BEGIN Record set
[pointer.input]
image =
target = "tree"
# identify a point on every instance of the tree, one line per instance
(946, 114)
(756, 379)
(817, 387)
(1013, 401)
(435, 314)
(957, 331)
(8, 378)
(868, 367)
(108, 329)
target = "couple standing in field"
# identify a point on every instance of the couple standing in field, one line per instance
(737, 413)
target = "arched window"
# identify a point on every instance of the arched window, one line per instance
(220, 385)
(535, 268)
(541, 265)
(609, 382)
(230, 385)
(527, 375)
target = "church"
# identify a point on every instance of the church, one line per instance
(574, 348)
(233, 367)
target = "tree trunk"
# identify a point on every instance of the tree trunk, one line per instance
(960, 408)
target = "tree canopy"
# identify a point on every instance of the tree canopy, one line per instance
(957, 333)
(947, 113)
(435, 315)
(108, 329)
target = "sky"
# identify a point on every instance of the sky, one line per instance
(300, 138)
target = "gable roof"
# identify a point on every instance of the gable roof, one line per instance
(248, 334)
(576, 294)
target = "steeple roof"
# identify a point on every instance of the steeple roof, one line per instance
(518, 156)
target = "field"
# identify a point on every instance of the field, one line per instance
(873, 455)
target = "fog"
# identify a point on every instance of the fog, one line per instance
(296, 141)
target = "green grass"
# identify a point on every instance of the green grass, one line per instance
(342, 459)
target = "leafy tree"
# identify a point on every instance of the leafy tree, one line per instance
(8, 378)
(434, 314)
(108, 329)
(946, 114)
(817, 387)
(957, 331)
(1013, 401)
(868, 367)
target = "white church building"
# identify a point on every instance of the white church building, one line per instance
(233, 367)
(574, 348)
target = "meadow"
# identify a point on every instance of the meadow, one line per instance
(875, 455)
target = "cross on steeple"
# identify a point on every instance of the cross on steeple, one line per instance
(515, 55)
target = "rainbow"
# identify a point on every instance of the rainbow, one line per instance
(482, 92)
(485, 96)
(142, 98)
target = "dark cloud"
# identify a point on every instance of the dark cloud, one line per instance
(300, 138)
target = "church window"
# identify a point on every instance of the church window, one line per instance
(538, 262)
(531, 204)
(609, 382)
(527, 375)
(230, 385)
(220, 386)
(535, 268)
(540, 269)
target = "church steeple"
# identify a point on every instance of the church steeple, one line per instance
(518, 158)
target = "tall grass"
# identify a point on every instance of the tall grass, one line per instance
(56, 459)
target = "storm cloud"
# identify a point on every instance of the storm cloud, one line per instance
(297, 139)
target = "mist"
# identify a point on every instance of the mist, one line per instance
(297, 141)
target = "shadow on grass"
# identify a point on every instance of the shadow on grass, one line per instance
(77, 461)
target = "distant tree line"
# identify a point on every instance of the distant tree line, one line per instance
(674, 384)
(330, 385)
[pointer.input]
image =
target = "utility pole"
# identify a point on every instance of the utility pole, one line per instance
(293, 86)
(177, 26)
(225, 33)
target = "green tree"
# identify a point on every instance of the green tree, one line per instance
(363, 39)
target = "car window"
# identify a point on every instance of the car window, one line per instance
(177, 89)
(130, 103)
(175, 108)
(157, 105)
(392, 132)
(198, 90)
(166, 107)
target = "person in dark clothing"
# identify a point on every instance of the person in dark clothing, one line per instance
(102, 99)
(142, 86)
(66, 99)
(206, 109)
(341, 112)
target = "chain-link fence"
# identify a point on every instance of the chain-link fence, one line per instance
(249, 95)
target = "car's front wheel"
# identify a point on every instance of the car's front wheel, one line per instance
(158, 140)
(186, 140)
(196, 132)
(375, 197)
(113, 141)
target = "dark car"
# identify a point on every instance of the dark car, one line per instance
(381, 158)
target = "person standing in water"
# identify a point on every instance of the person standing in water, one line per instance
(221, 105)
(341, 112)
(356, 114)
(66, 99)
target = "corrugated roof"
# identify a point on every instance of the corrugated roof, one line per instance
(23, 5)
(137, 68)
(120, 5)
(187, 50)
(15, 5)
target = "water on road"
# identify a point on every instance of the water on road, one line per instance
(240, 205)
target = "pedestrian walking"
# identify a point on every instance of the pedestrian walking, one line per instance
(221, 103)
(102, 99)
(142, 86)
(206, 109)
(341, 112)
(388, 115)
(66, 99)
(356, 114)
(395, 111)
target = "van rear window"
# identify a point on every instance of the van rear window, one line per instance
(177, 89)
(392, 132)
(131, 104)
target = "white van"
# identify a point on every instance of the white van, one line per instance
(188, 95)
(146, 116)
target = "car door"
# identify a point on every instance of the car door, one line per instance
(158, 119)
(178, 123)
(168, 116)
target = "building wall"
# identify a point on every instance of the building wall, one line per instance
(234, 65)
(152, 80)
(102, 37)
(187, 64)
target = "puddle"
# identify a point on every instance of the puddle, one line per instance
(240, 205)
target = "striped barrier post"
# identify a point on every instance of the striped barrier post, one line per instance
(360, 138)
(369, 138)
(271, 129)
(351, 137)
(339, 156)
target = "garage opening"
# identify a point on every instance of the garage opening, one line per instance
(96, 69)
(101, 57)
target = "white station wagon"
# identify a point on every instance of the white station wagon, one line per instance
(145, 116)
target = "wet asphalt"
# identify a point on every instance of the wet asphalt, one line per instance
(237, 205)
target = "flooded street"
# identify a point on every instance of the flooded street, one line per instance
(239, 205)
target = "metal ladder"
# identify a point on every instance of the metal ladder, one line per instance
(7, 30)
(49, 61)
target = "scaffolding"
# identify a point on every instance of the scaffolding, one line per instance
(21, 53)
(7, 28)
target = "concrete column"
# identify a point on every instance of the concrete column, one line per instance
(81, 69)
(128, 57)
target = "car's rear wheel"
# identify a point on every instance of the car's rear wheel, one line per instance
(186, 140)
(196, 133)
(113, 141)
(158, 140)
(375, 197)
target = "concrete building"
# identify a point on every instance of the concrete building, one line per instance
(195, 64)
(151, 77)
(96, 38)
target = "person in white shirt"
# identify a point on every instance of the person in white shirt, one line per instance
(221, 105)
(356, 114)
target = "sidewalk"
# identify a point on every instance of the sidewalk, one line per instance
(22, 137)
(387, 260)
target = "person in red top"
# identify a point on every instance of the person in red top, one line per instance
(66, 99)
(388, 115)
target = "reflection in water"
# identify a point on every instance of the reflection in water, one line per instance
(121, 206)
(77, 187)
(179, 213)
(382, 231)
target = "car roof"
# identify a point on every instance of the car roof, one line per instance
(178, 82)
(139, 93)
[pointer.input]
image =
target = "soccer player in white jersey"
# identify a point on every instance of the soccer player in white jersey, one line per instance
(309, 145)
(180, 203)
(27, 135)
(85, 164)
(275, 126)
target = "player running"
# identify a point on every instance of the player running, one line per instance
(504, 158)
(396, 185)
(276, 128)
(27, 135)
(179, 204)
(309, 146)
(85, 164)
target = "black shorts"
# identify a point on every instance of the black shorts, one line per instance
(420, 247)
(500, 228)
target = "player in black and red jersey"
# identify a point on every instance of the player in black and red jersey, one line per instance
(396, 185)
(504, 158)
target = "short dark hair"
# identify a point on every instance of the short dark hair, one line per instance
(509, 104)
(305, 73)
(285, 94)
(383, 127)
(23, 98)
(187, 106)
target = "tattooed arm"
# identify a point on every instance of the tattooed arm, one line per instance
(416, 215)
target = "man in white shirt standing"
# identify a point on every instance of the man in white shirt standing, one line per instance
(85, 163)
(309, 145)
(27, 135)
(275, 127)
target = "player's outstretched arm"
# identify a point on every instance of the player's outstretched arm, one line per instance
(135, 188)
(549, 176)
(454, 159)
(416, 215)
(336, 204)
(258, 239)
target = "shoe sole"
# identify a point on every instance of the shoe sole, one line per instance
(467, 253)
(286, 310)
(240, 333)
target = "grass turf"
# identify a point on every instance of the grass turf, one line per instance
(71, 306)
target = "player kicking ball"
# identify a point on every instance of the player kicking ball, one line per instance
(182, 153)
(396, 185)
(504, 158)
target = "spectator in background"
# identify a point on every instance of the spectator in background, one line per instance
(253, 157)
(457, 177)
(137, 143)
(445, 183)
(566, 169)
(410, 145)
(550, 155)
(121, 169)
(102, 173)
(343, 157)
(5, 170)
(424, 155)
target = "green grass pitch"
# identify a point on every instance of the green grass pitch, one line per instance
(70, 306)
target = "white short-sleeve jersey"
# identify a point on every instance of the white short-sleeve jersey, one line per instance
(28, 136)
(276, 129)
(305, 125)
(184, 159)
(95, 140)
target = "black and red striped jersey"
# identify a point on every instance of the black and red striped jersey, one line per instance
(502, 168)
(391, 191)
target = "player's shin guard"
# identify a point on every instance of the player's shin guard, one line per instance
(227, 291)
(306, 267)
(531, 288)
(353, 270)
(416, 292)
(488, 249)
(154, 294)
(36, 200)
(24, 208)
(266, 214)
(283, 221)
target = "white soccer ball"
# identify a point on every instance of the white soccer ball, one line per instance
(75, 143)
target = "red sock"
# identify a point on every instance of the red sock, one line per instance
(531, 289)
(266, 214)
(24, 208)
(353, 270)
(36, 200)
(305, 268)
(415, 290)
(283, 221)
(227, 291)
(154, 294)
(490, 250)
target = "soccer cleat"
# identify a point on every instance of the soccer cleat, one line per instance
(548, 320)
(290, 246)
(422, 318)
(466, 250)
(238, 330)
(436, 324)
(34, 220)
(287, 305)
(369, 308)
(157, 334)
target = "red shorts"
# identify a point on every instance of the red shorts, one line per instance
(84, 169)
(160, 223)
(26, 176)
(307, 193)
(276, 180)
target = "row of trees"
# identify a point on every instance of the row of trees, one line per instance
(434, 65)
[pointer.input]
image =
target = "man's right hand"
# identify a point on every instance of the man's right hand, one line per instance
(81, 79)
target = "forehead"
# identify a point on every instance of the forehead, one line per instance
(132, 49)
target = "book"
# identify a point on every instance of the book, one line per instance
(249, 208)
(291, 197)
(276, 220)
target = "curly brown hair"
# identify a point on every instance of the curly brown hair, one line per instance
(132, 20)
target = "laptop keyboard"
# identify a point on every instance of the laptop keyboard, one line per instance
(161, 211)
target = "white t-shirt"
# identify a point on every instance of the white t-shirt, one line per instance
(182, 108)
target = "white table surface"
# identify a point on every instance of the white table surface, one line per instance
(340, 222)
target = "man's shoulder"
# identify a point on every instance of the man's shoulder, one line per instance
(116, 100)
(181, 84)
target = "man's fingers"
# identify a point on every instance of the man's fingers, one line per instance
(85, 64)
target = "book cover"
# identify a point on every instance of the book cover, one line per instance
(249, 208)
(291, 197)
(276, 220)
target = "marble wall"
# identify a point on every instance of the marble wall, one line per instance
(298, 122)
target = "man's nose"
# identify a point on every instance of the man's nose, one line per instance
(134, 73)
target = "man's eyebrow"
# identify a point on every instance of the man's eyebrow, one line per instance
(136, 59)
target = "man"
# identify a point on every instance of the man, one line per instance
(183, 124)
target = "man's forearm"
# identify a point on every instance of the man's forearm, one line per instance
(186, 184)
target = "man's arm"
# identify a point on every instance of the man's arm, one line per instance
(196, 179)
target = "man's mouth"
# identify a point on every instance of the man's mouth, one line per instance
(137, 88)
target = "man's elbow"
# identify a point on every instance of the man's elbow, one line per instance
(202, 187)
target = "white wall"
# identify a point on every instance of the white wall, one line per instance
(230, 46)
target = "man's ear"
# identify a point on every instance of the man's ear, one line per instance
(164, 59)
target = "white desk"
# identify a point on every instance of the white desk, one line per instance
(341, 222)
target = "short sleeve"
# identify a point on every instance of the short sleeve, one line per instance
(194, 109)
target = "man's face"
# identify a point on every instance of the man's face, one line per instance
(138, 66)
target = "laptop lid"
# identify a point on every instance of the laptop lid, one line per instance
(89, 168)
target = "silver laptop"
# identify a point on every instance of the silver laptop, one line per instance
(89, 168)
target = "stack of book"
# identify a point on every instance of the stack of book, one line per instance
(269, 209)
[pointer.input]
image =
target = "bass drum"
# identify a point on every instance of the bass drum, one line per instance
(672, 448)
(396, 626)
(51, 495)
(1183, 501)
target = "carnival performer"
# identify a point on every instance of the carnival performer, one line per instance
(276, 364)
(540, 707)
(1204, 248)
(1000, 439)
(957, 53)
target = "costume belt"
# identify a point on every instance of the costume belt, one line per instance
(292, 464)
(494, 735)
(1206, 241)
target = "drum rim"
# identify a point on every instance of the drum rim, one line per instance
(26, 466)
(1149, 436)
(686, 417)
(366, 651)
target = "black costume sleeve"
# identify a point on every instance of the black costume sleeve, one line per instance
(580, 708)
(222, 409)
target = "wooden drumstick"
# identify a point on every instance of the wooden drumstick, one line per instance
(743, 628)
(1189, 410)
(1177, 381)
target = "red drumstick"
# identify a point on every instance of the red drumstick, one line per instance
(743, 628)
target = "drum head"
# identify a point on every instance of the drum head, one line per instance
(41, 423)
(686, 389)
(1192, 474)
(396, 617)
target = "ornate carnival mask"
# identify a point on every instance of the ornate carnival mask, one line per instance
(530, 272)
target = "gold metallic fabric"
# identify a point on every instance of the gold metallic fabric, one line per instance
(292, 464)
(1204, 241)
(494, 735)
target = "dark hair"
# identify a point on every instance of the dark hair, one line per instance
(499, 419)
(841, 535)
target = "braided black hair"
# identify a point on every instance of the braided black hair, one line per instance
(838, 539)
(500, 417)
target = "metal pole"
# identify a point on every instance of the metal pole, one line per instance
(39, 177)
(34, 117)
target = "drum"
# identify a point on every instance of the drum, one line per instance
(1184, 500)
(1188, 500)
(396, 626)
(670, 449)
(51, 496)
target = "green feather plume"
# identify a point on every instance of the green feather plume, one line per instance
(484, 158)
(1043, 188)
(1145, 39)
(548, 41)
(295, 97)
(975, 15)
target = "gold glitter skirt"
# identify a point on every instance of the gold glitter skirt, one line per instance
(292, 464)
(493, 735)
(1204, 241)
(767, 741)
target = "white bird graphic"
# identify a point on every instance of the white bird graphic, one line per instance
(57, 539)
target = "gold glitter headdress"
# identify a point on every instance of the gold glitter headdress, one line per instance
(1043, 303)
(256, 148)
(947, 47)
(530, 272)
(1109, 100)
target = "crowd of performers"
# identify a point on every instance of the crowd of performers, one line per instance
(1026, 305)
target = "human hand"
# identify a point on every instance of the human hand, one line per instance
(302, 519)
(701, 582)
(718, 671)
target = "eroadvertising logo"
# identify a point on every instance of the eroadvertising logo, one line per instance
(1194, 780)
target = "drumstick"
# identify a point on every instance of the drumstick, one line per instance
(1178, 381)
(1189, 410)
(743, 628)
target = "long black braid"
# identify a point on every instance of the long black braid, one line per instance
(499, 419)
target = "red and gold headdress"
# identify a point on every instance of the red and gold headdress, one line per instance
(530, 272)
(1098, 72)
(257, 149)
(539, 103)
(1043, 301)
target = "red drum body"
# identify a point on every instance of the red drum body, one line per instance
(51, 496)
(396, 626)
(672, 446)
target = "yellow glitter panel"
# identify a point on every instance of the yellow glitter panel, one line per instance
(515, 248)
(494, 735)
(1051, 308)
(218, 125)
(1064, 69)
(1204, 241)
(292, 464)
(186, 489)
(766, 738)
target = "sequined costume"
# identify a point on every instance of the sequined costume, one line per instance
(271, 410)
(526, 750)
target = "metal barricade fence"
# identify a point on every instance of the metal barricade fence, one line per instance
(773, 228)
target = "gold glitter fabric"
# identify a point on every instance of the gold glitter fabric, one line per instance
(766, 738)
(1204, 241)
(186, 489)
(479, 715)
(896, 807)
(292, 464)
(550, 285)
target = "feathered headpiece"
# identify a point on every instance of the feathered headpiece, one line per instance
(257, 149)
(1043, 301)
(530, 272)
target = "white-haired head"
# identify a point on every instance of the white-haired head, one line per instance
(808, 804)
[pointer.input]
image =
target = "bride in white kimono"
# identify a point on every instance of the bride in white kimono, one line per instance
END Record set
Task goal> For the string "kimono", work out how many lines of the entries contain it and reply with that number alone.

Written solution> 2